Task goal:
After locating the line with "point(115, 303)" in the data that follows, return it and every later line exactly, up to and including the line with "point(138, 56)".
== Supplied information ==
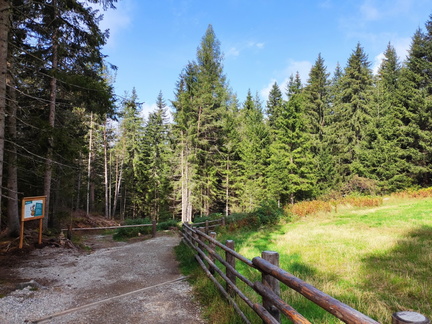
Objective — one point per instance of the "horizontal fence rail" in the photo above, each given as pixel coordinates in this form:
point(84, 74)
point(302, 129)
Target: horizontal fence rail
point(273, 306)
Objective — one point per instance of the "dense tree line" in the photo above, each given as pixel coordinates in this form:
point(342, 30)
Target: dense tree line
point(68, 137)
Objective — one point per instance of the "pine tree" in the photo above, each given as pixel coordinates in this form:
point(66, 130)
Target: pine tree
point(128, 151)
point(352, 113)
point(274, 104)
point(157, 187)
point(201, 101)
point(382, 156)
point(415, 111)
point(317, 98)
point(291, 170)
point(253, 147)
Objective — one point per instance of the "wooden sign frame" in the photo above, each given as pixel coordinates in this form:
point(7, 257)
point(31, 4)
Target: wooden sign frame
point(33, 208)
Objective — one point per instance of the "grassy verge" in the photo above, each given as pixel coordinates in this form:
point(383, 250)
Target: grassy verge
point(377, 259)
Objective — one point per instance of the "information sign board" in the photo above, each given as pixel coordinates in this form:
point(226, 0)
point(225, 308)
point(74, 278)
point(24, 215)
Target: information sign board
point(33, 208)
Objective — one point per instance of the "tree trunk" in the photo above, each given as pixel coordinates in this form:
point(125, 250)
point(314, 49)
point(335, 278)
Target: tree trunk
point(12, 184)
point(51, 119)
point(107, 200)
point(89, 165)
point(119, 175)
point(4, 31)
point(227, 189)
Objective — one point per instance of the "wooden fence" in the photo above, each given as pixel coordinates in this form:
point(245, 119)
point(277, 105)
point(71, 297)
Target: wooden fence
point(204, 243)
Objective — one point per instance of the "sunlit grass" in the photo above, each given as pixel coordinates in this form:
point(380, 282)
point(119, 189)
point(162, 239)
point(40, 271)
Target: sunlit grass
point(376, 259)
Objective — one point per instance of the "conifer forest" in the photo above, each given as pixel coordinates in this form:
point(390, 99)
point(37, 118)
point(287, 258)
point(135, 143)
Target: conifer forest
point(66, 135)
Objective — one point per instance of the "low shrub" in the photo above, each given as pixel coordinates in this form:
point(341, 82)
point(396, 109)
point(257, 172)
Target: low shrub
point(268, 212)
point(123, 233)
point(305, 208)
point(168, 224)
point(362, 201)
point(413, 193)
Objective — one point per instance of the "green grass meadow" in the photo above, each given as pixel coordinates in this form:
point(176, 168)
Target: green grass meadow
point(377, 260)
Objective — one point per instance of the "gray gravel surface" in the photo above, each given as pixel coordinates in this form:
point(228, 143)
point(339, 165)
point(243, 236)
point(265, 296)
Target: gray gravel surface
point(125, 283)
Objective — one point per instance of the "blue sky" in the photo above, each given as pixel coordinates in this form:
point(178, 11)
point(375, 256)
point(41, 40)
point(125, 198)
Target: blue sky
point(263, 41)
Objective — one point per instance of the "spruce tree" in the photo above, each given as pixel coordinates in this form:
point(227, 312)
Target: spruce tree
point(351, 113)
point(253, 147)
point(317, 113)
point(274, 104)
point(201, 101)
point(415, 111)
point(291, 170)
point(157, 188)
point(382, 156)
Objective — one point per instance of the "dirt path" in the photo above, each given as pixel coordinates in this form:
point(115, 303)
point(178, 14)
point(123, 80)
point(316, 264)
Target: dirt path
point(123, 283)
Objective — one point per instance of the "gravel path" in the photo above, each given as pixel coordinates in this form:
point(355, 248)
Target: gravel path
point(127, 283)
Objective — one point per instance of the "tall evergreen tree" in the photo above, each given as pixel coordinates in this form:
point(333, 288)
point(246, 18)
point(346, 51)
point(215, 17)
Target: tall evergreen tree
point(253, 148)
point(157, 157)
point(291, 168)
point(274, 104)
point(317, 98)
point(381, 156)
point(352, 112)
point(415, 93)
point(200, 104)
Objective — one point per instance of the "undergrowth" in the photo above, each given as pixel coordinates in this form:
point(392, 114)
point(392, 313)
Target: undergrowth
point(371, 253)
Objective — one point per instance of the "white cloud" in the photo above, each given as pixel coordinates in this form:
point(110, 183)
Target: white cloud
point(377, 62)
point(302, 67)
point(369, 11)
point(264, 92)
point(232, 52)
point(255, 44)
point(116, 20)
point(235, 51)
point(401, 46)
point(146, 109)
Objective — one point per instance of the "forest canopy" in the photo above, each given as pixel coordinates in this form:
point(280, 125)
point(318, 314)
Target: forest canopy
point(66, 135)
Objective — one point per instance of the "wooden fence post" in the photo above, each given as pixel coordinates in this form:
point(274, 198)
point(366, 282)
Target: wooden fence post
point(153, 228)
point(230, 259)
point(272, 283)
point(409, 317)
point(213, 247)
point(69, 232)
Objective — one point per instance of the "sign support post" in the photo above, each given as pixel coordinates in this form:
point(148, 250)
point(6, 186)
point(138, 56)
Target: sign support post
point(32, 208)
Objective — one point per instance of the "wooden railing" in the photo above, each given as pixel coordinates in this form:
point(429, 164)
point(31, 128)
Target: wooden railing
point(273, 306)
===
Answer to this problem:
point(115, 303)
point(178, 14)
point(123, 80)
point(316, 264)
Target: dirt path
point(123, 283)
Objective — one point per instance of the "gravel path" in the photo above, each given as pixel coordinates in this form:
point(355, 248)
Target: gravel path
point(127, 283)
Objective — one point per instance of the "tall evergreen tree" in the photo above, each given as pixel coordinates in this form:
point(333, 288)
point(246, 18)
point(346, 51)
point(215, 17)
Target: tall evergreen tree
point(253, 148)
point(157, 157)
point(291, 168)
point(274, 104)
point(317, 98)
point(381, 156)
point(352, 112)
point(415, 93)
point(200, 104)
Objective — one point per instance of the "undergrowth" in the photo above, each given as pixel coordinates in this form:
point(392, 114)
point(392, 313)
Target: undergrowth
point(371, 253)
Objective — one point per instance of the "white cloud" in the photo above, each given as pixel coordinates in this form:
point(110, 183)
Target: white cloud
point(377, 62)
point(302, 67)
point(369, 11)
point(264, 92)
point(232, 52)
point(255, 44)
point(116, 20)
point(235, 51)
point(401, 46)
point(146, 109)
Objective — one point per instance of the "forest canopy" in the photo above, each given as pixel coordinates in this form:
point(280, 125)
point(318, 314)
Target: forest canopy
point(66, 135)
Objective — one point per instance of the "wooden fence post" in the photo above, each given as pixel coordinates in this form:
point(274, 198)
point(366, 282)
Target: wooden fence post
point(153, 228)
point(230, 259)
point(272, 283)
point(409, 317)
point(213, 247)
point(69, 232)
Objective — one point per instance of the "sign support post" in the photo above, each given as pixel coordinates in this form:
point(148, 250)
point(6, 186)
point(138, 56)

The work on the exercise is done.